> **Set of tasks**:
1/ Do these statements agree with the text about May Morris? For each, answer yes or no and quote the deciding words: (a) The Royal School of Art Needlework first opened in rooms in Sloane Street. (b) May Morris was head of the embroidery department at the LCC Central School of Art until 1910. (c) Elizabeth Burden was chief technical instructor at the RSAN from 1880.
2/ According to the text about May Morris, who donated examples of her jewelry to the Victoria and Albert Museum?

May Morris was also active in the Royal School of Art Needlework (now Royal School of Needlework), founded as a charity in 1872 under the patronage of Princess Helena to maintain and develop the art of needlework through structured apprenticeships. The school originally opened in the autumn of 1872 in rooms in Sloane Street, London, with a staff of twenty women overseen by Lady Welby and Mrs. Dolby, an "authority in ecclesiastical work." The school grew rapidly, and by 1903 had moved into their third locale, located in Exhibition Road next to the South Kensington Museum.

Also among the staff at the RSAN were Jane Morris's sister, Elizabeth Burden, who was chief technical instructor from 1880, and designer Nellie Whichelo.

May Morris taught embroidery at the LCC Central School of Art in London from 1897, and was head of the embroidery department from 1899 until 1905, thereafter continuing her association with the Central School as Visitor until 1910. She also taught at Birmingham, Leicester, and Hammersmith art schools.

By 1916, there were many art schools under the LCC umbrella that included embroidery in their curriculum. Among the embroidery instructors were sisters Ellen Mary Wright and Fanny Isobel Wright, both previously employed in the embroidery department at Morris & Co., and trained by May Morris.

==Jewellery==
Morris also designed and made jewellery. She began to design jewellery around the turn of the 20th century, and was probably inspired by the Birmingham jewellers Arthur and Georgie Gaskin, who were old family friends. Examples of her jewellery were donated by Mary Lobb to the Victoria and Albert Museum and Amgueddfa Cymru – Museum Wales.

==Publications==

- Decorative Needlework. London: Joseph Hughes & Co., 1893.

> **Data**:

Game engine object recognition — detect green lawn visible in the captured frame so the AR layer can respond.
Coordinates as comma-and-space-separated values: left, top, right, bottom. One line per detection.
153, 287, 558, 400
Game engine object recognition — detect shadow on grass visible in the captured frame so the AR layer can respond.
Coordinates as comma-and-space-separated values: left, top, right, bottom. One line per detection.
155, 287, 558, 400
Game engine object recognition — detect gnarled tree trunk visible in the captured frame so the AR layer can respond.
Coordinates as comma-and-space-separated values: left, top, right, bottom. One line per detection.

> **Solutions below**:
1/
(a) Yes: "The school originally opened in the autumn of 1872 in rooms in Sloane Street, London"
(b) No: "was head of the embroidery department from 1899 until 1905"
(c) Yes: "who was chief technical instructor from 1880"

2/ Mary Lobb.